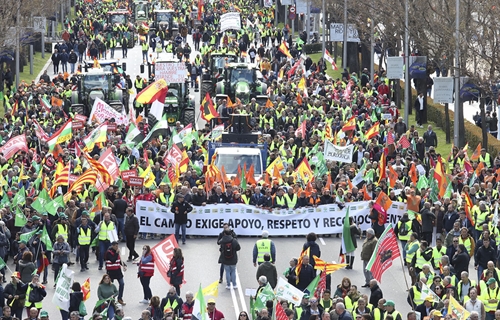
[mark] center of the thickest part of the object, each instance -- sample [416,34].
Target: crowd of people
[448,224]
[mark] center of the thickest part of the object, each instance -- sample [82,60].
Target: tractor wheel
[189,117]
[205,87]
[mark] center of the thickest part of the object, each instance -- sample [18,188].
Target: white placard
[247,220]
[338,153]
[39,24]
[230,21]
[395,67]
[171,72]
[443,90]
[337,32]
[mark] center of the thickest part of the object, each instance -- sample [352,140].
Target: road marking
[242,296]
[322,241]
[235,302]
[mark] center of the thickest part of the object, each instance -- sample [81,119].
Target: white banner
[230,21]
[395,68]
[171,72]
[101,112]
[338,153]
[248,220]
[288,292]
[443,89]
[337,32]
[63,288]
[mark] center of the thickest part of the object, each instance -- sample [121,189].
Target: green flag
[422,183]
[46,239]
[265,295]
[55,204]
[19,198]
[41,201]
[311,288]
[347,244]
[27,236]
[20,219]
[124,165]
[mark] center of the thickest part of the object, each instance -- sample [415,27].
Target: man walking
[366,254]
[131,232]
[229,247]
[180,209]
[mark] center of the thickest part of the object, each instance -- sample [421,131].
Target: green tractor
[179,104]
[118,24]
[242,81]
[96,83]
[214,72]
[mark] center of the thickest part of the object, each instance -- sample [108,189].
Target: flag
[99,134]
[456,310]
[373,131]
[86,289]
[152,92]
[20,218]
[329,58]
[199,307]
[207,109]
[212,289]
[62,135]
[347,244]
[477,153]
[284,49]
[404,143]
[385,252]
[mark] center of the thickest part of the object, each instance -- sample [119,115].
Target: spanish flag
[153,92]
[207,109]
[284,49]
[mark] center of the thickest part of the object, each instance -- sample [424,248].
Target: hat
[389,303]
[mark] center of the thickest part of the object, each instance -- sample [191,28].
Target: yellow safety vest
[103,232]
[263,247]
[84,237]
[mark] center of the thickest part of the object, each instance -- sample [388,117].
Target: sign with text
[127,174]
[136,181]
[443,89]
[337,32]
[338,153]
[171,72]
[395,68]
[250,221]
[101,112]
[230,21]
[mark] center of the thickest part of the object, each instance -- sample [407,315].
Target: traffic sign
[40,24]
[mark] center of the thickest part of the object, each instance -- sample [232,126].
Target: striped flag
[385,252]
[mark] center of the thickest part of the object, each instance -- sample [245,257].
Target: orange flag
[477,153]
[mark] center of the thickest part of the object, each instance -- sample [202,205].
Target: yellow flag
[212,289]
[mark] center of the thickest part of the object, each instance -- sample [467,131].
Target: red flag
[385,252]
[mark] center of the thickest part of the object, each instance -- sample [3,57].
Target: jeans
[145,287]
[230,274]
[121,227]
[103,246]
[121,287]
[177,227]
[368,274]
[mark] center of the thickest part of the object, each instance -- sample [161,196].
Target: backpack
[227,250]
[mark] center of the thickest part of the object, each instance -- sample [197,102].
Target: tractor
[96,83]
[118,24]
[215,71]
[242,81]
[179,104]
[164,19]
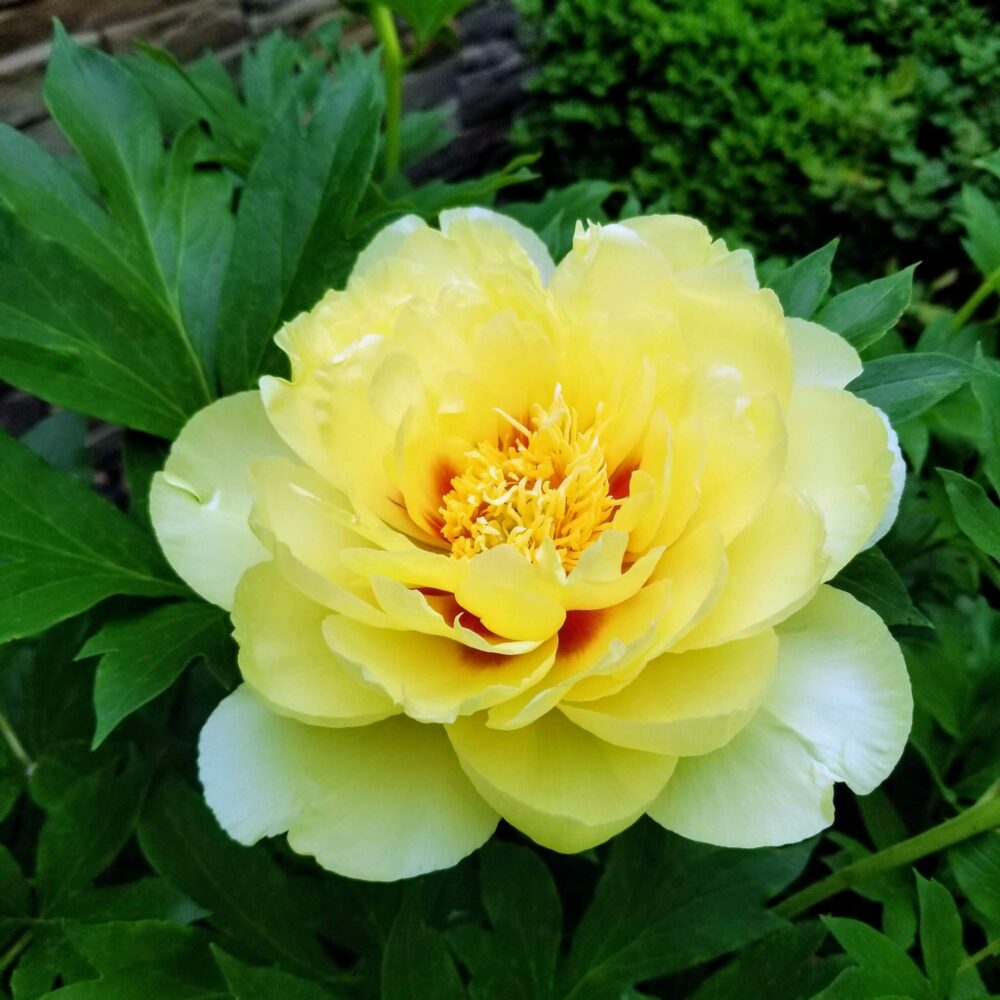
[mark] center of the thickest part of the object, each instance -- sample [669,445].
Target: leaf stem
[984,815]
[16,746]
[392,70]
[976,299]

● Task instructions
How would the lines above read from the one with "Target: backpack" to the one with "-- sample [669,445].", inclusive, with no pictures? Write them out exactly.

● Result of this task
Target: backpack
[227,250]
[mark] center of the thickest part of the object, each instance -- sample [197,102].
Target: tractor
[96,83]
[118,24]
[215,71]
[242,81]
[179,104]
[164,19]
[mark] center of the thickest part of the object, each instance -- sample [669,445].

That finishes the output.